▶ [TASK STATEMENT]: Leave the images out, and otherwise write out each entry exactly.

Records from a dataset
'''
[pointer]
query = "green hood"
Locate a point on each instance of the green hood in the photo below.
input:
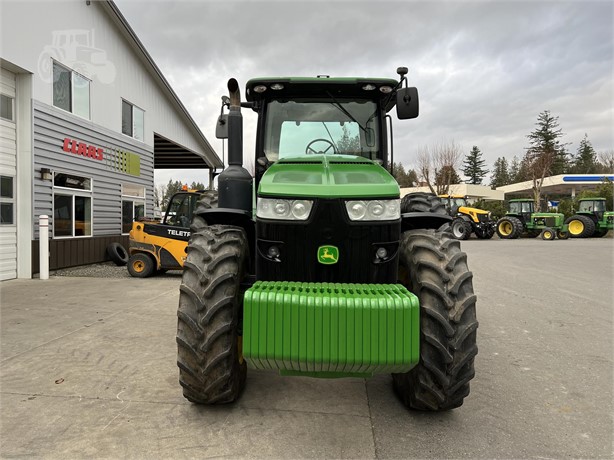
(328, 176)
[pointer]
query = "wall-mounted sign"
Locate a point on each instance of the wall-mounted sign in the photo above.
(116, 159)
(81, 148)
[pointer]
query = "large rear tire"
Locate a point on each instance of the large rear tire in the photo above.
(580, 226)
(460, 229)
(210, 360)
(423, 202)
(433, 267)
(509, 228)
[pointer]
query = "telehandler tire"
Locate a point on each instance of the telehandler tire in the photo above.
(141, 265)
(433, 267)
(208, 200)
(580, 226)
(209, 356)
(509, 228)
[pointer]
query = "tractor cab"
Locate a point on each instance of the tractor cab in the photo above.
(595, 207)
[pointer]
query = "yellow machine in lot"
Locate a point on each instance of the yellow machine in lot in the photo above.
(468, 220)
(159, 246)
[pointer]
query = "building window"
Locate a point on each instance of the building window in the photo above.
(7, 107)
(7, 200)
(72, 205)
(133, 121)
(71, 91)
(133, 205)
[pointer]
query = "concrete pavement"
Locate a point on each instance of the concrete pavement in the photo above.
(87, 370)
'''
▶ [RESULT FOR THIS TASK]:
[pointer]
query = "green hood"
Locate a point on each instance of the green hood in the photo below.
input:
(328, 176)
[pointer]
query = "wall-mounted sign"
Locate a point on each instance of the wall-mounted sign in the photo above.
(116, 159)
(81, 148)
[pointer]
query = "large rear tire"
Locate a point on each instance of the large rear tire in the photo above.
(580, 226)
(460, 229)
(210, 360)
(423, 202)
(433, 267)
(509, 228)
[pointer]
query = "telehandler tire"
Locate a point on each instance of the telehandler tire in the photo above.
(141, 265)
(433, 267)
(208, 200)
(580, 226)
(209, 356)
(509, 228)
[pointer]
query = "tractor cab"
Locate a point on each instance of the tractor cab in the photo above.
(595, 207)
[pointer]
query = "yellow machine in lot"
Locate a point on each instance of the yellow machine in lot in the photo above.
(468, 220)
(159, 246)
[pointer]
query = "building window"
Locate a point on each instance of the building window in the photo above.
(7, 107)
(7, 200)
(72, 205)
(133, 121)
(71, 91)
(133, 205)
[pointer]
query = "concrete pavement"
Locate a point on each instance of the concrete pavement in the photo above.
(87, 370)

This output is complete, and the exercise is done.